Task goal: What is needed is every line, exactly as given, from the line containing "Where can you see the bending" through the end of the data below.

#### Excerpted records ####

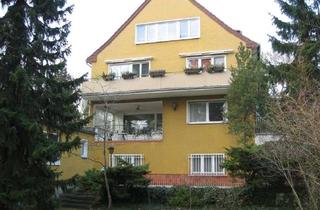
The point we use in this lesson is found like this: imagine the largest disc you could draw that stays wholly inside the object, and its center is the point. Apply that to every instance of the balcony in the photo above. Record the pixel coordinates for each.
(128, 121)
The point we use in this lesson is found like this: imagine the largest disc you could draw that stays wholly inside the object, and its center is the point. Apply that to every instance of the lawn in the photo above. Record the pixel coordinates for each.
(160, 207)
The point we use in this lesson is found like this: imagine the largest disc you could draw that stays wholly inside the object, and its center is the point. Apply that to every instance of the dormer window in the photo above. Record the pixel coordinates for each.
(188, 28)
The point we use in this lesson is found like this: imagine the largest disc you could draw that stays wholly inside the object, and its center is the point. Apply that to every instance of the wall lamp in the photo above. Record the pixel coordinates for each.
(174, 106)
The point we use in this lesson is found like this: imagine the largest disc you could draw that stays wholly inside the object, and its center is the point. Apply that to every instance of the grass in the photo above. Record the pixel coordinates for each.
(162, 207)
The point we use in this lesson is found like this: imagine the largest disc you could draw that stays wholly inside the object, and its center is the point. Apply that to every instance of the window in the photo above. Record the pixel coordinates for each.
(133, 159)
(84, 148)
(140, 69)
(168, 30)
(205, 62)
(53, 137)
(142, 123)
(102, 123)
(206, 164)
(206, 111)
(141, 33)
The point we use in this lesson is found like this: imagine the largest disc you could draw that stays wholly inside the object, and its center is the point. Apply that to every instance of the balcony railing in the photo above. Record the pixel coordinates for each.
(122, 133)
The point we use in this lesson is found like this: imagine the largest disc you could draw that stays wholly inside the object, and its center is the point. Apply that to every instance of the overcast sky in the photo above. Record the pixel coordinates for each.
(94, 21)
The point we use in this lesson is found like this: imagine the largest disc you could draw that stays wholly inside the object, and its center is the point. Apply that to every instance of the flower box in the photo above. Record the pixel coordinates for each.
(157, 73)
(108, 77)
(190, 71)
(128, 75)
(215, 69)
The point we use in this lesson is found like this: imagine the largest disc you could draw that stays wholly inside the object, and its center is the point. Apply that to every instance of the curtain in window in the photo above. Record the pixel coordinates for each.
(197, 112)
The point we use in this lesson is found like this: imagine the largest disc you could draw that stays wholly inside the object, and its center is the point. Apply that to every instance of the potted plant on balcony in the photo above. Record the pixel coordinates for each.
(215, 68)
(128, 75)
(190, 71)
(108, 77)
(157, 73)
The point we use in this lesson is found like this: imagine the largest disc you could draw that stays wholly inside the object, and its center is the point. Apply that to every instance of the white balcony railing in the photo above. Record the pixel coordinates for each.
(133, 159)
(121, 134)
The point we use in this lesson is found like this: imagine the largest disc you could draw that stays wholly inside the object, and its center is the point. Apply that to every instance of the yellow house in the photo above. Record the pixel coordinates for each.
(161, 100)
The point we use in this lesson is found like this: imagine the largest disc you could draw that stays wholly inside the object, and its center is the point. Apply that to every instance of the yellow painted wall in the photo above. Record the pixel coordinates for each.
(72, 163)
(169, 156)
(166, 54)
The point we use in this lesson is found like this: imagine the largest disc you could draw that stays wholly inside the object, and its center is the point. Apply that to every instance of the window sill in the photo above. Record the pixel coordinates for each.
(209, 174)
(129, 141)
(207, 123)
(169, 40)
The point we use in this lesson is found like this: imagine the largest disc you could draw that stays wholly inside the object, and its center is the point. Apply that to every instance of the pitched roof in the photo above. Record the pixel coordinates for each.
(249, 43)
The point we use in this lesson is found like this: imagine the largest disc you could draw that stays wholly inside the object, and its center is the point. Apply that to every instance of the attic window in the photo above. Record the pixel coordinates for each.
(188, 28)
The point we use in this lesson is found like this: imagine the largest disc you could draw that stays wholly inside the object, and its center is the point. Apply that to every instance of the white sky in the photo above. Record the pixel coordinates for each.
(94, 21)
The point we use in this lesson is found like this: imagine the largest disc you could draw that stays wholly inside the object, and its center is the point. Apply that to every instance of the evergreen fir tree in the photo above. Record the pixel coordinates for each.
(299, 38)
(247, 95)
(36, 97)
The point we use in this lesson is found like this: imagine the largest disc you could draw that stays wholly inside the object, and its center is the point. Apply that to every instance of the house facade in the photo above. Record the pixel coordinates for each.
(158, 95)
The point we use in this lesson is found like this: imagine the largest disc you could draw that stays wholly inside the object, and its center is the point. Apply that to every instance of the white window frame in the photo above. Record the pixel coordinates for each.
(131, 69)
(199, 58)
(112, 159)
(57, 162)
(213, 166)
(177, 21)
(207, 111)
(97, 136)
(84, 148)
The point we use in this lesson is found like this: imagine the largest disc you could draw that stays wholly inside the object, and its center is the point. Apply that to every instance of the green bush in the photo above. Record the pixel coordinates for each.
(127, 183)
(160, 195)
(185, 197)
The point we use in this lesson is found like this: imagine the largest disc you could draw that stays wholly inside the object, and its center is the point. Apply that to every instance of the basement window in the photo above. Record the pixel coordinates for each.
(206, 164)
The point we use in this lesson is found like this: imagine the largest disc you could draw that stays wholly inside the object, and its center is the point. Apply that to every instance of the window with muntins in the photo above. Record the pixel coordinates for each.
(206, 164)
(168, 30)
(140, 69)
(205, 62)
(206, 111)
(133, 159)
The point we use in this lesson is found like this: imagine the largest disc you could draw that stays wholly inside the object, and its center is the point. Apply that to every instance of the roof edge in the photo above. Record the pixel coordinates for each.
(93, 57)
(249, 43)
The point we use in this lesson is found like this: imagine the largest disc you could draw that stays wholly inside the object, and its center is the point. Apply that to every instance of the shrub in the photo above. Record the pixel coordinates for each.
(127, 183)
(184, 197)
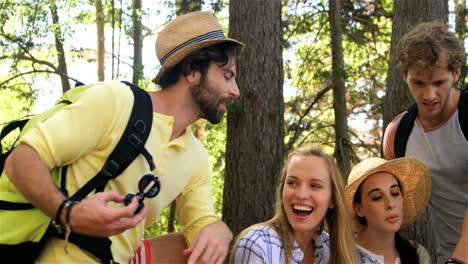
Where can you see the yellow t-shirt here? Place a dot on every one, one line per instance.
(83, 135)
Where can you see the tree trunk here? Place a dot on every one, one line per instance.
(255, 123)
(137, 42)
(187, 6)
(342, 146)
(100, 38)
(407, 13)
(62, 67)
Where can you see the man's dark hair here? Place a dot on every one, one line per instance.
(199, 61)
(408, 251)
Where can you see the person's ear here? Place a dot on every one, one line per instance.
(358, 209)
(404, 75)
(331, 205)
(456, 74)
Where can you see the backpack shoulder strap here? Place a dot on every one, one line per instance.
(130, 145)
(404, 130)
(6, 130)
(463, 112)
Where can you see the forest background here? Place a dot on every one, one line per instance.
(313, 72)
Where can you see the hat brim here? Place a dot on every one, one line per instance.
(184, 52)
(415, 182)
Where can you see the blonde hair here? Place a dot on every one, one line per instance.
(342, 249)
(425, 43)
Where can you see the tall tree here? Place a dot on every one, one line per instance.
(137, 42)
(62, 67)
(461, 14)
(255, 123)
(186, 6)
(407, 13)
(100, 39)
(342, 144)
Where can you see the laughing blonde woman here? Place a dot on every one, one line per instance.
(309, 195)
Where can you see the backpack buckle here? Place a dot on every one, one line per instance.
(110, 169)
(135, 141)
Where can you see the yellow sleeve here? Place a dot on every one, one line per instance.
(195, 205)
(79, 128)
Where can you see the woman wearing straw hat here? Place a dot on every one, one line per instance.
(197, 80)
(309, 193)
(382, 197)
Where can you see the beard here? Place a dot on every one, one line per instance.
(208, 99)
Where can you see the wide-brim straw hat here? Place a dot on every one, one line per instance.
(414, 179)
(185, 34)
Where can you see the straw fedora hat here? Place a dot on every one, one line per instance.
(185, 34)
(410, 172)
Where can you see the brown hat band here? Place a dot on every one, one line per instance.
(217, 34)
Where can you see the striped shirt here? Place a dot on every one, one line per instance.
(263, 245)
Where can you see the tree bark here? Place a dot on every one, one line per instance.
(407, 13)
(137, 42)
(342, 146)
(62, 64)
(255, 123)
(100, 39)
(183, 7)
(461, 13)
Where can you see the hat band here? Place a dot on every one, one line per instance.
(217, 34)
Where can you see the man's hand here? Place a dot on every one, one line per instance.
(210, 245)
(93, 217)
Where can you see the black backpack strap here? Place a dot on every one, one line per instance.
(130, 145)
(463, 112)
(404, 130)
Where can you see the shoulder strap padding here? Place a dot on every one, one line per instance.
(407, 122)
(130, 145)
(5, 131)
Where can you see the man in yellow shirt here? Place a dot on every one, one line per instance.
(197, 80)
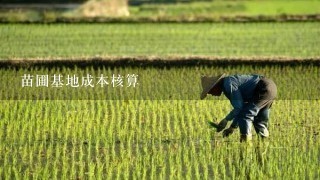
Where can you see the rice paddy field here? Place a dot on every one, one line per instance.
(144, 121)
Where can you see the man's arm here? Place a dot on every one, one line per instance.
(234, 95)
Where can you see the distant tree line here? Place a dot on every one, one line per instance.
(132, 2)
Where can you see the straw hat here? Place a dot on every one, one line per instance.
(208, 82)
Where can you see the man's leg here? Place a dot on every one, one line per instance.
(264, 95)
(260, 122)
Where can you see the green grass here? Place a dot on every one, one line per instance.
(68, 138)
(221, 39)
(194, 10)
(229, 8)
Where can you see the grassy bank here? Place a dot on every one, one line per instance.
(88, 132)
(293, 40)
(267, 10)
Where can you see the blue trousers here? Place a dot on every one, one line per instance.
(257, 112)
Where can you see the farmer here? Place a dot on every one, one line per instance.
(251, 97)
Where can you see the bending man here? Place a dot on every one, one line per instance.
(251, 97)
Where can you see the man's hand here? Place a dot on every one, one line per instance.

####

Task output:
Where can you see the bending man here? Place a dot on every one, one line per instance.
(251, 97)
Where can you see the man's hand here? Place a dot on every one, one line per instance.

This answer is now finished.